What to work on - The answer must be an exact copy of every record below.

==== Data ====

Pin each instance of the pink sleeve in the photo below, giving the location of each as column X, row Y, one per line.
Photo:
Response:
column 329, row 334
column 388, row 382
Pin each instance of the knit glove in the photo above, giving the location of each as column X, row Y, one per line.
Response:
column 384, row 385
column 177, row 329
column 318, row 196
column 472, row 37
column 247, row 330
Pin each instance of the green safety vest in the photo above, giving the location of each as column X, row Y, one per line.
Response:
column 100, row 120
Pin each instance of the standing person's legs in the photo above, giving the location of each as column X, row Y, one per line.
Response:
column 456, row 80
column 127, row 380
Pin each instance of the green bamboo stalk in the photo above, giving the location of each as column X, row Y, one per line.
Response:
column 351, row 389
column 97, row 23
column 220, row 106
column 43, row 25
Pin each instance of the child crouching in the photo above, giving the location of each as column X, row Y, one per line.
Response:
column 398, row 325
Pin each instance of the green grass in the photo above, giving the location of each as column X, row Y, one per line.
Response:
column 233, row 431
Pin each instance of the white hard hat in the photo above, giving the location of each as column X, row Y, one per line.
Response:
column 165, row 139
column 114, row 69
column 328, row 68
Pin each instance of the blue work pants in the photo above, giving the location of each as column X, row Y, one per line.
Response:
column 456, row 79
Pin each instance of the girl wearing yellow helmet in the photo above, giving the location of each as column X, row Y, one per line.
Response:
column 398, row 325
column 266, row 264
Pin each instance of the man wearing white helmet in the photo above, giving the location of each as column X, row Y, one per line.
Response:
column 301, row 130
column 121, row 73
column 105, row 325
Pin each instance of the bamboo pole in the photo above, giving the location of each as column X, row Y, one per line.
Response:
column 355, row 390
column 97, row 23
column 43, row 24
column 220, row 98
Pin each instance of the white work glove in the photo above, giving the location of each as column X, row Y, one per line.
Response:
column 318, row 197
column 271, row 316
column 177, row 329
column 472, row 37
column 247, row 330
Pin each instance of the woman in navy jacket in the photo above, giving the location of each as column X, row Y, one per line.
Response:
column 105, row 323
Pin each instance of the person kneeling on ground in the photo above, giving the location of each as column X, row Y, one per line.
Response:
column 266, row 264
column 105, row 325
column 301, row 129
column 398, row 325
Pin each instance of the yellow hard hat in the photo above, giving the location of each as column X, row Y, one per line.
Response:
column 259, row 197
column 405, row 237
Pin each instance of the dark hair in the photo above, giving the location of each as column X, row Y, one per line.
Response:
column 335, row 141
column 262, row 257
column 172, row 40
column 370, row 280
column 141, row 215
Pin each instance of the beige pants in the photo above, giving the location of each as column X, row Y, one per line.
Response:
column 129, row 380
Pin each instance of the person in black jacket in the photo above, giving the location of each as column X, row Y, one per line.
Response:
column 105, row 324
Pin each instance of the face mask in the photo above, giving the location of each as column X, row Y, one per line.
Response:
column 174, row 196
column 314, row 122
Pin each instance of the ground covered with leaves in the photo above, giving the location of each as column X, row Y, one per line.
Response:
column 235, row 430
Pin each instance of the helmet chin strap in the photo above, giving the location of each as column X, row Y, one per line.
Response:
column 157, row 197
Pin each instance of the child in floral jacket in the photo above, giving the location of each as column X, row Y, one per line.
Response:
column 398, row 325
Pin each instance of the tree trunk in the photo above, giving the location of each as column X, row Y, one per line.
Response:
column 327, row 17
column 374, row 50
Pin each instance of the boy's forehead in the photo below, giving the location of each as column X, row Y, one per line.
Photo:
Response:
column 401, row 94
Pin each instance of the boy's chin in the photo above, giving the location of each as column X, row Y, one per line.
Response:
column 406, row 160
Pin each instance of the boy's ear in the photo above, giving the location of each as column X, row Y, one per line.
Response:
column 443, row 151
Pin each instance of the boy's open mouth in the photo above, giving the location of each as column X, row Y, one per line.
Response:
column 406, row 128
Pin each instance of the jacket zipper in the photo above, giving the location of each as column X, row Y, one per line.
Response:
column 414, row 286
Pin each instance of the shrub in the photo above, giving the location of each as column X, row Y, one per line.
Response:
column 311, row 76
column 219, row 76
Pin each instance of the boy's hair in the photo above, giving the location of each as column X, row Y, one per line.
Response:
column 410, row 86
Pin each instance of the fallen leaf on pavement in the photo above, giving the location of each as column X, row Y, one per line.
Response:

====

Written solution -
Pin each instance of the pink sleeve in the photo below, giving the location of each as column X, row Y, one per line.
Photo:
Response:
column 329, row 334
column 388, row 382
Pin each instance of the knit glove in the photo above, giving the location of each as column X, row Y, one per line.
Response:
column 384, row 385
column 177, row 329
column 318, row 196
column 472, row 37
column 247, row 330
Pin each instance of the green safety vest in the photo above, giving the location of each as column X, row Y, one per line.
Response:
column 100, row 120
Pin each instance of the standing person's legs in the photo above, giving the location of each as column X, row Y, one per line.
Response:
column 456, row 80
column 127, row 380
Pin each instance of the green bamboo stalk in the photo above, giving the location of each as column X, row Y, one per line.
Response:
column 351, row 389
column 97, row 23
column 220, row 106
column 43, row 25
Pin each instance of the child crouching in the photo above, giving the location of each as column X, row Y, one per line.
Response:
column 398, row 325
Pin each instance of the green grass in the photo above, giving the location of each as column X, row Y, one per line.
Response:
column 233, row 431
Pin each instance of the white hard hat in the photo above, giving the location of each as column X, row Y, one per line.
Response:
column 165, row 139
column 114, row 69
column 328, row 68
Pin each instance of the blue work pants in the photo above, giving the location of each as column X, row Y, one per line.
Response:
column 456, row 79
Pin each instance of the girl wearing yellow helmet in the photo above, giving the location of each as column X, row Y, one per line.
Response:
column 398, row 325
column 266, row 264
Pin each instance of the man wearing white helmet in the photo above, giving the location of each as column X, row Y, one per line.
Response:
column 301, row 130
column 121, row 73
column 105, row 325
Pin each instance of the bamboo pole in the photo above, giving the location of each as column X, row Y, one per line.
Response:
column 355, row 390
column 97, row 23
column 43, row 24
column 220, row 98
Pin each instance of the white work glove in the photo above, giving the location of each as column X, row Y, one per line.
Response:
column 318, row 197
column 271, row 316
column 177, row 329
column 472, row 37
column 247, row 330
Pin each instance of the woman in navy jacket in the photo above, giving the location of each as column X, row Y, one per line.
Response:
column 105, row 323
Pin each instance of the person kneeling on ground in the photo above, giving the location of each as column X, row Y, one per line.
Response:
column 266, row 264
column 105, row 325
column 301, row 129
column 398, row 325
Pin each instance of the yellow hard hat in the photo above, giving the location of each as column X, row Y, one per line.
Response:
column 259, row 197
column 405, row 237
Pin each instance of the dark hair in the photo above, giving the location of each as column X, row Y, one per line.
Response:
column 335, row 141
column 262, row 257
column 172, row 40
column 370, row 280
column 141, row 215
Pin each instance of the beige pants in the photo above, giving the location of each as column X, row Y, one per line.
Response:
column 129, row 380
Pin each instance of the person in black jacket in the photo above, giving the location of each as column X, row Y, one per line.
Response:
column 105, row 324
Pin each instance of the face mask in the photo above, giving the location of each as column X, row Y, one per line.
Response:
column 174, row 196
column 314, row 122
Pin each instance of the ground covered with leaves in the photo above, giving the location of each as column X, row Y, one per line.
Response:
column 235, row 430
Pin each instance of the helmet chin strap in the photo above, giving the location of each as column X, row Y, one per line.
Response:
column 157, row 197
Pin each instance of the child in floral jacket in the photo above, giving the location of each as column X, row Y, one per line.
Response:
column 398, row 325
Pin each instance of the tree trunk in the photo above, giving the location of each as column X, row Y, one per line.
Response:
column 327, row 17
column 374, row 50
Pin each instance of the boy's forehead in the photo below, giving the location of each as column X, row Y, one per line.
Photo:
Response:
column 401, row 94
Pin each instance of the boy's chin in the photo above, giving the location of each as column X, row Y, one per line.
Response:
column 406, row 160
Pin each instance of the boy's ear in the photo above, giving the location of each as column X, row Y, one per line.
Response:
column 443, row 151
Pin each instance of the boy's open mouth in the photo above, giving the location of each as column X, row Y, one per line.
Response:
column 406, row 128
Pin each instance of the jacket zipper in the photo above, giving the location of each as column X, row Y, one per line.
Response:
column 414, row 286
Pin each instance of the shrub in the photo above, giving the location of each as column X, row Y, one per line.
Response:
column 311, row 76
column 219, row 76
Pin each instance of the boy's hair in the photo above, giving the location of each as column X, row Y, one per line.
Response:
column 410, row 86
Pin each instance of the fallen leaf on pavement in the photo above, giving the location of each as column X, row Y, one per line.
Response:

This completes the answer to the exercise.